Sacket v. Loomis

Massachusetts Supreme Judicial Court
Sacket v. Loomis, 70 Mass. 148 (Mass. 1855)
Shaw

Sacket v. Loomis

Opinion of the Court

Shaw, C. J.

The.bill of exceptions in this case seems somewhat confused. Why the plaintiff offered evidence that when Noble, the indorsee of his note, notified him of that indorsement, he expressed surprise, and said he thought he had a receipt, does not appear; or why he excepted to the rejection of it. The fact, if so, would seem to make against his case. But it has not been relied on in the argument.

### GIVEN INFORMATION
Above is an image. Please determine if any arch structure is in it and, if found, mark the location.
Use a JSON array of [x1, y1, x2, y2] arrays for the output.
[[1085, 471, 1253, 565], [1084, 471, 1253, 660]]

### REQUIRED TASKS
1. Answer these questions from the Sacket v. Loomis opinion, one line each:
(a) Which court decided the case?
(b) Who delivered the opinion of the court?
(c) What did the plaintiff say when Noble notified him of the indorsement?
2. Resume the Sacket v. Loomis opinion, starting right after its last sentence.

### EXERCISE ANSWERS
1.
(a) The Massachusetts Supreme Judicial Court.
(b) Shaw, C. J.
(c) He said he thought he had a receipt.

2.
The direction of the judge that, upon the facts as they appeared, the plaintiff was not entitled to recover, was, in our opinion, correct. It appearing that, when Loomis gave to Sacket the receipt for fifty dollars, he held Sachet’s note for fifty dollars, dated August 28th 1848; and there being no evidence that he held any other note; the conclusion of fact would be, that the terms “ his note,” in the receipt, referred to the note of the 28th of August, as if it had been thus specifically described. Then what is the effect of the receipt ? The words “ to be applied on his note,” are equivalent to the words “ applied in payment,” or received in payment,” and operated by way of discharge of the note, in whole or pro tcmto, as it was, or was not the full amount. There was no promise, stipulation or executory undertaking to *150indorse it on the note. The principle on which this distinction rests is fully stated and explained in the case of Jordan v. Phelps, 3 Cush. 547.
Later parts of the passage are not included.